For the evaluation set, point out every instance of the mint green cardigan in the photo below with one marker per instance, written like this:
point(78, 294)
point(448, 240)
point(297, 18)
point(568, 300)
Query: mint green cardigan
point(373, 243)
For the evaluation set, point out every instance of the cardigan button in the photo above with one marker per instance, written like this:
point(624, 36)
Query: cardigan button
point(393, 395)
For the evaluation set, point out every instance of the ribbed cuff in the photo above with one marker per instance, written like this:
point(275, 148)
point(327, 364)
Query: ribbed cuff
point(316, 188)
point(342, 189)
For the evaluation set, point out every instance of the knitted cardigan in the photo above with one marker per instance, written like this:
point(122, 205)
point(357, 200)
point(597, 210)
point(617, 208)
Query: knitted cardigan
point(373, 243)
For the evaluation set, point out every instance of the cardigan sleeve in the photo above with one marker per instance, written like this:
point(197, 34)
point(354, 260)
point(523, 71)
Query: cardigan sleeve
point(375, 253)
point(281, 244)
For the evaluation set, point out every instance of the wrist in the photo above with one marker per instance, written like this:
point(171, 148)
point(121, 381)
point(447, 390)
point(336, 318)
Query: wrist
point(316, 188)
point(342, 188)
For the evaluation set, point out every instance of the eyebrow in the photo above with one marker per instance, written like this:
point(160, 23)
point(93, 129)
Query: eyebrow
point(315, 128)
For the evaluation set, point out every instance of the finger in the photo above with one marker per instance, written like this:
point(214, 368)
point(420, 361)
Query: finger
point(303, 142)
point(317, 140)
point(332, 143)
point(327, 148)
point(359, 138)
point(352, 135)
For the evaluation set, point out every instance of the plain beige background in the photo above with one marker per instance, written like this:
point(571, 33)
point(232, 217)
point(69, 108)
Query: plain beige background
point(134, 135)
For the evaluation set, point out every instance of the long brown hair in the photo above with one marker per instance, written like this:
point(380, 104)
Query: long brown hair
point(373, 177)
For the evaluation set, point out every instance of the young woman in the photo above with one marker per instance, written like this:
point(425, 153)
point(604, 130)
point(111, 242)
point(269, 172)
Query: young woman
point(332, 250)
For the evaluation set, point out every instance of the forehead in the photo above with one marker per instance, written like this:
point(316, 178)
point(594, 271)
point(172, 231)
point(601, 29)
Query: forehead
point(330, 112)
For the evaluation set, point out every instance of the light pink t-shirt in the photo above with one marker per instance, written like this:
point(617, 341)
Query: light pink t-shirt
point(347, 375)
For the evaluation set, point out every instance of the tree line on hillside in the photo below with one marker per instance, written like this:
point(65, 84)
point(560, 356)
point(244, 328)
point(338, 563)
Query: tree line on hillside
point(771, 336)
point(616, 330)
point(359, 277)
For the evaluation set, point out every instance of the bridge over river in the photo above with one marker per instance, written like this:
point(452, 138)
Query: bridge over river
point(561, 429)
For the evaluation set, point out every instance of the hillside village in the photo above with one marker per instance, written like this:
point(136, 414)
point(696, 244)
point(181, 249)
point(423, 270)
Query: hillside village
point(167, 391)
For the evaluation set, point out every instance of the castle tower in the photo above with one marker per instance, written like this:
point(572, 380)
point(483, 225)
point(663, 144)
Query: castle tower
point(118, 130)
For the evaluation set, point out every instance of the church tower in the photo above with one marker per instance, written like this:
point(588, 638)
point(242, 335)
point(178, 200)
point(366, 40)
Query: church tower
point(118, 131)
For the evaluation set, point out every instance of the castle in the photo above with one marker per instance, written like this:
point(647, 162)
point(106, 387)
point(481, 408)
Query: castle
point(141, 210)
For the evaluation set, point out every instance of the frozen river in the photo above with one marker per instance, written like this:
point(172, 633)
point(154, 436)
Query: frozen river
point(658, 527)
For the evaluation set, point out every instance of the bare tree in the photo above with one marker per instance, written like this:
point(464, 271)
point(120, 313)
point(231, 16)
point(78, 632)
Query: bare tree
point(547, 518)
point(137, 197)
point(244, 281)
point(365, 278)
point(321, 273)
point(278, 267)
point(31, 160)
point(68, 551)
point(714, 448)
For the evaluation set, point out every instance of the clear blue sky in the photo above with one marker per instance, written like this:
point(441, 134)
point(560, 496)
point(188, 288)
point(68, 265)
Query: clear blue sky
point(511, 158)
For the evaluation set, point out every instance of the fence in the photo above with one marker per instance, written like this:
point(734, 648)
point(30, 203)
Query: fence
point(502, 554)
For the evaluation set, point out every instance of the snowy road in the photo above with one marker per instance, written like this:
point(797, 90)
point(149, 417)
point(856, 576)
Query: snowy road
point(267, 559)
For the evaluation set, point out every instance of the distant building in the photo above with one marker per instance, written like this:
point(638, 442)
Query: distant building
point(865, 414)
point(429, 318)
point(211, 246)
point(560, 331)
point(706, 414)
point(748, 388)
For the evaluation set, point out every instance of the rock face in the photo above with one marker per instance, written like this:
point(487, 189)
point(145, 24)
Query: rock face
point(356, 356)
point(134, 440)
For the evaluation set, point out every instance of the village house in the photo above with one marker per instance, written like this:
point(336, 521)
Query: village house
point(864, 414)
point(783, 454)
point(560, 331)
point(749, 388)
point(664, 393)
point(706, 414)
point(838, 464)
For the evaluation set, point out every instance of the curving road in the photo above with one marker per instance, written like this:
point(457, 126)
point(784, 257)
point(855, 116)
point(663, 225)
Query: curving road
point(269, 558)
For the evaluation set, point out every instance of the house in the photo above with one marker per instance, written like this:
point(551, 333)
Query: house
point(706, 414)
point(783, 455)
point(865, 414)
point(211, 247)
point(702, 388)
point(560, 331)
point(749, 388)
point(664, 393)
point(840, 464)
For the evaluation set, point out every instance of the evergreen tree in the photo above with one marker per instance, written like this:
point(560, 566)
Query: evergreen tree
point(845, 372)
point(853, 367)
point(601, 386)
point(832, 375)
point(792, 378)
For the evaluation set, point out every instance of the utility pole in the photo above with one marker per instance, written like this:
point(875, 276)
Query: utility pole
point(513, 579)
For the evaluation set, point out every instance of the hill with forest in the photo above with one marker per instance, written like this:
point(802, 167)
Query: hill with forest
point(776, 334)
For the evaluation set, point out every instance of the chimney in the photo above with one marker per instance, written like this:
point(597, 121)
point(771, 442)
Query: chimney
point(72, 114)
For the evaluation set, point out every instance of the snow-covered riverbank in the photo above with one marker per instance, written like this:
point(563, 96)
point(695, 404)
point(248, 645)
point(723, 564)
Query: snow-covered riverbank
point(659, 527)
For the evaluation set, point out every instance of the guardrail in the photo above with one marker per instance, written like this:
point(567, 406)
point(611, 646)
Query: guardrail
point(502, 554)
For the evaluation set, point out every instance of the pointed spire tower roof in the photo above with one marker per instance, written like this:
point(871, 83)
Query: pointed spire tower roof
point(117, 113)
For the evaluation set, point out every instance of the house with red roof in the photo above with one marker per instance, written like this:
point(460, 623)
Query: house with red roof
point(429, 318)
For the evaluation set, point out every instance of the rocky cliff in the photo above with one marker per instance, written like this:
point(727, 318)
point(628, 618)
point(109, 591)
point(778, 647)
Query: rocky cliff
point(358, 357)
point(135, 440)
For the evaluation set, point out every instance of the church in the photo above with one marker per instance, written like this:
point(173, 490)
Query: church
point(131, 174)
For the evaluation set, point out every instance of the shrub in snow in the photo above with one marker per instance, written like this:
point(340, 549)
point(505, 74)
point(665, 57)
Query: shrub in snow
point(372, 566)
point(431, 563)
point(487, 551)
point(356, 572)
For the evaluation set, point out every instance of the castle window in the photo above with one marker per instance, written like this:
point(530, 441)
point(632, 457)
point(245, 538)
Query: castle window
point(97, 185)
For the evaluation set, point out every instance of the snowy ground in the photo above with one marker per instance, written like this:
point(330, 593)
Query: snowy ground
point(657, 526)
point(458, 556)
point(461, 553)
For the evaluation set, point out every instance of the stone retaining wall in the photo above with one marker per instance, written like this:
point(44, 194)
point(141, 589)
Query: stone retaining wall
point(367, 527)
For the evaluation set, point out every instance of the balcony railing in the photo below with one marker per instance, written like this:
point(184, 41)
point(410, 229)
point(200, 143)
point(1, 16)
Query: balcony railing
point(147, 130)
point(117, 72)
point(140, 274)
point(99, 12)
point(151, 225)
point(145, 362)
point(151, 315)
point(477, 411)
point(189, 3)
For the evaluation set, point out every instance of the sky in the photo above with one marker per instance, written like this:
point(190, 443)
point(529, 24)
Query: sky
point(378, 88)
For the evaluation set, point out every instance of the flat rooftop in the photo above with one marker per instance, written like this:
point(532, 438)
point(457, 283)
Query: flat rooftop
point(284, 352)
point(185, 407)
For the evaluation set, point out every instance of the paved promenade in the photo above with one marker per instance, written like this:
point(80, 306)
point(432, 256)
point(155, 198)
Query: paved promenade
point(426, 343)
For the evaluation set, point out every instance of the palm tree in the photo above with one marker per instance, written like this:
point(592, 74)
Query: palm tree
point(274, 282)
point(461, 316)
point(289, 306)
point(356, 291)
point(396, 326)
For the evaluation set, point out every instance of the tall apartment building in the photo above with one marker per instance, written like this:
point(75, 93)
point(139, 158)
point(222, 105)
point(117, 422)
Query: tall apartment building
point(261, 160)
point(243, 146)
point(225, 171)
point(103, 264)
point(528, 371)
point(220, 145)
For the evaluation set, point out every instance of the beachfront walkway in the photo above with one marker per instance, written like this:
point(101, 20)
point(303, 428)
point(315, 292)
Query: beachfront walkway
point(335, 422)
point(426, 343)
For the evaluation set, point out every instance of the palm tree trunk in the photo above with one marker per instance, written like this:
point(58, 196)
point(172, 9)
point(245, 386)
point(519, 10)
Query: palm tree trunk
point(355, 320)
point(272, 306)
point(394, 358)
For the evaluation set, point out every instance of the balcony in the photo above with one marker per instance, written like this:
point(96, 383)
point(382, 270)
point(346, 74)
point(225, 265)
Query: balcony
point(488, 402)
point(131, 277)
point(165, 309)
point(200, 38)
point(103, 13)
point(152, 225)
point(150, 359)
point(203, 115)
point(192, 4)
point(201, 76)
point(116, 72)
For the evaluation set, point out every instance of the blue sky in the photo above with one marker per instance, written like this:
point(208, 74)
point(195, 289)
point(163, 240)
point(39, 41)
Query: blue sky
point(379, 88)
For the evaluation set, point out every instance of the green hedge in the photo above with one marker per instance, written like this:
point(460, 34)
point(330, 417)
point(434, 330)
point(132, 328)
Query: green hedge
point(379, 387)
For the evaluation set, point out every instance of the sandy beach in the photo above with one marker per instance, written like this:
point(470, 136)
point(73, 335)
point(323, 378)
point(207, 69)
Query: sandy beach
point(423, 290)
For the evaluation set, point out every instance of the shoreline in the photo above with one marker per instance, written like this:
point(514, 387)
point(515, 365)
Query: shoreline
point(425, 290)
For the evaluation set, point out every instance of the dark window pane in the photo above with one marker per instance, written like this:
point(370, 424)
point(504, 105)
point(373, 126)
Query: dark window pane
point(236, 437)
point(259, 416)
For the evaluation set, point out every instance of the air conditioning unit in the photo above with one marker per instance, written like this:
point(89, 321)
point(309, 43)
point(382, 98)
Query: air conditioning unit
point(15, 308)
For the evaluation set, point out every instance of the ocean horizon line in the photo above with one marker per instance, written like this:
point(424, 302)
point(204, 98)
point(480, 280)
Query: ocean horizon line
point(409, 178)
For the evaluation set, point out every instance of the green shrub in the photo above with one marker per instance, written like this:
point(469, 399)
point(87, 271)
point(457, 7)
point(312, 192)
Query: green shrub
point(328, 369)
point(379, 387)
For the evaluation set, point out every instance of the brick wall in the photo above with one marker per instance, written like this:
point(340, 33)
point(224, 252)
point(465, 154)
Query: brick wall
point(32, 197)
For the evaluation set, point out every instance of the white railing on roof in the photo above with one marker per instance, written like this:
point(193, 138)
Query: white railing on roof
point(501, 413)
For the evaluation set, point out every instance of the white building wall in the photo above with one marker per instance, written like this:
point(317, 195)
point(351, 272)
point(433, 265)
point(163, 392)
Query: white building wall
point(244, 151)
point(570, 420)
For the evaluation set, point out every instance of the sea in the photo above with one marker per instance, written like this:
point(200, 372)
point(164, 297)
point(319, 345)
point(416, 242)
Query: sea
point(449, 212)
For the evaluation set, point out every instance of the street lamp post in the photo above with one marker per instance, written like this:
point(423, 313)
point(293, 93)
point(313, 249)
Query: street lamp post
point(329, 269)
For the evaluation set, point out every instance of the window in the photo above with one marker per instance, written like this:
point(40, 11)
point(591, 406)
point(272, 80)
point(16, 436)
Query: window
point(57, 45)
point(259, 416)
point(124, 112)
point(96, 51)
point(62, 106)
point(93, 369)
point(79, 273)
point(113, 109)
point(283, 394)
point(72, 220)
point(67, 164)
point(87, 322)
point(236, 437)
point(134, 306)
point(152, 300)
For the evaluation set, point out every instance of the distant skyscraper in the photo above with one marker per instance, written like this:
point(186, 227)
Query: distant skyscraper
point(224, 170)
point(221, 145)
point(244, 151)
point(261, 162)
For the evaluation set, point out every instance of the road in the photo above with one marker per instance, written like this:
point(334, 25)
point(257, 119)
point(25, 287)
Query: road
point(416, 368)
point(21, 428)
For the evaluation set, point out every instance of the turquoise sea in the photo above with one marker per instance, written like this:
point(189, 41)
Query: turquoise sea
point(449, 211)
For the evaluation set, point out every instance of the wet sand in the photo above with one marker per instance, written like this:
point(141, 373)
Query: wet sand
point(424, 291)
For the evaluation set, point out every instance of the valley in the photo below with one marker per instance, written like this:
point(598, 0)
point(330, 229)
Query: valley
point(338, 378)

======

▶ [Request]: Put the lines from the one containing "For the evaluation set, point out every instance of the sea" through the one containing "point(21, 428)", both included, into a JSON list of strings with one string per line and no blank lines.

▶ [Full response]:
[
  "For the evaluation set, point out every instance of the sea in the photo above with one marker per instance, written like this:",
  "point(200, 372)",
  "point(164, 297)",
  "point(319, 345)",
  "point(416, 242)",
  "Query: sea",
  "point(449, 212)",
  "For the evaluation set, point out every instance of the street lamp post in the photo above with one marker per instance, written like this:",
  "point(423, 313)",
  "point(293, 93)",
  "point(313, 249)",
  "Query: street lamp post",
  "point(329, 269)",
  "For the evaluation set, point out every instance of the window in the photo above with one marker per instance, written like this:",
  "point(40, 11)",
  "point(591, 406)",
  "point(272, 80)",
  "point(16, 436)",
  "Query: window",
  "point(57, 45)",
  "point(259, 416)",
  "point(124, 112)",
  "point(96, 51)",
  "point(62, 106)",
  "point(93, 369)",
  "point(79, 273)",
  "point(113, 109)",
  "point(283, 394)",
  "point(72, 220)",
  "point(67, 164)",
  "point(87, 322)",
  "point(236, 437)",
  "point(134, 306)",
  "point(152, 300)",
  "For the evaluation set, point out every instance of the distant skyscraper in the photo above with one marker per instance, written like this:",
  "point(186, 227)",
  "Query: distant skyscraper",
  "point(224, 170)",
  "point(221, 145)",
  "point(244, 151)",
  "point(261, 162)",
  "For the evaluation set, point out every instance of the road in the photo above with one marker per instance, written like this:",
  "point(334, 25)",
  "point(257, 119)",
  "point(25, 287)",
  "Query: road",
  "point(416, 368)",
  "point(21, 428)"
]